— START Reading text —
A Culture in Regression
by
Fred Reed
Recently
by Fred Reed: An
Intrusion of Reality
The night closes
in. Read the surveys of what children know, what students in universities
know. Approximately nothing. We have become wanton morons. As the
intellectual shadows fall again, as literacy declines and minds
grow dim in the new twilight, who will copy the parchments this
time?
No longer are
we a schooled people. Brash new peasants grin and peck at their
iPods. Unknowing, incurious, they gaze at their screens and twiddle,
twiddle. They will not preserve the works of five millennia. They
cannot. They do not even know why.
Twilight really
does come. Sales of books fall. Attention spans shorten. Music gives
way to angry urban grunting. The young count on their fingers when
they do not have a calculator, know less by the year. We have already
seen the first American generations less educated than their parents.
College graduates do not know when World War One happened, or what
the Raj was. They have read nothing except the nothing that they
read, and little of that. Democracy was an interesting thought.
Ours will be
a stranger Dark Age than the old one. Our peasants brush their teeth
and wash, imagine themselves of the middle class, but their heads
are empty.
And they rule.
We have achieved the dictatorship of the proletariat. Hod-carriers
in designer jeans, they do not quite burn books but simply ignore
them. Their college degrees amount to high-school diplomas, if that,
but they neither know nor care.
— END Reading text —
**List of tasks**
1. Reproduce the essay on cultural regression word for word.
2. Transcribe the entries word for word, starting with the line that contains "Annotation guideline — the target class is cheek." and going on through the last line of the entries.
— START Given entries —
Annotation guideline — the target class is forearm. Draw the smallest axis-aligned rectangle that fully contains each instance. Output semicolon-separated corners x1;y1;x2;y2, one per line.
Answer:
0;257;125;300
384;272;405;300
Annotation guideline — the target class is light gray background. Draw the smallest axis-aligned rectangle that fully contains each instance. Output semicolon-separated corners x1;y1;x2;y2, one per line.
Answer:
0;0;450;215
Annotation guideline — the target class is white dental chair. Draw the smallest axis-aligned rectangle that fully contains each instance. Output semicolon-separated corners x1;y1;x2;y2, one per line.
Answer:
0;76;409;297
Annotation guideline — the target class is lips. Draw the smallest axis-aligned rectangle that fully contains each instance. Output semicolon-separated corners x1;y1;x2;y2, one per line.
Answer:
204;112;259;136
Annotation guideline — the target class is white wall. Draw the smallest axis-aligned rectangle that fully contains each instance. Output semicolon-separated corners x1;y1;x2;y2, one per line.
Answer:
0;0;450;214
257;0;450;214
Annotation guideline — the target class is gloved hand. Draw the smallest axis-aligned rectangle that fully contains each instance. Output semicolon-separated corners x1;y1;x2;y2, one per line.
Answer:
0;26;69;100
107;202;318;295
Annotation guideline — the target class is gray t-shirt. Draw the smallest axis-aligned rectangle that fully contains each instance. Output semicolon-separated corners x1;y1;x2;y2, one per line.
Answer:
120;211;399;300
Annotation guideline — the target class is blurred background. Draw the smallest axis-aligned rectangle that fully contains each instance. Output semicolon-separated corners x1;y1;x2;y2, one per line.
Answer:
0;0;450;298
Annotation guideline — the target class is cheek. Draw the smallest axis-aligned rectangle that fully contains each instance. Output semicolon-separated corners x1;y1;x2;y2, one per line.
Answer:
— END Given entries —
**Answers to the exercises**
1.
A Culture in Regression
by
Fred Reed
Recently
by Fred Reed: An
Intrusion of Reality
The night closes
in. Read the surveys of what children know, what students in universities
know. Approximately nothing. We have become wanton morons. As the
intellectual shadows fall again, as literacy declines and minds
grow dim in the new twilight, who will copy the parchments this
time?
No longer are
we a schooled people. Brash new peasants grin and peck at their
iPods. Unknowing, incurious, they gaze at their screens and twiddle,
twiddle. They will not preserve the works of five millennia. They
cannot. They do not even know why.
Twilight really
does come. Sales of books fall. Attention spans shorten. Music gives
way to angry urban grunting. The young count on their fingers when
they do not have a calculator, know less by the year. We have already
seen the first American generations less educated than their parents.
College graduates do not know when World War One happened, or what
the Raj was. They have read nothing except the nothing that they
read, and little of that. Democracy was an interesting thought.
Ours will be
a stranger Dark Age than the old one. Our peasants brush their teeth
and wash, imagine themselves of the middle class, but their heads
are empty.
And they rule.
We have achieved the dictatorship of the proletariat. Hod-carriers
in designer jeans, they do not quite burn books but simply ignore
them. Their college degrees amount to high-school diplomas, if that,
but they neither know nor care.

2.
Annotation guideline — the target class is cheek. Draw the smallest axis-aligned rectangle that fully contains each instance. Output semicolon-separated corners x1;y1;x2;y2, one per line.
Answer:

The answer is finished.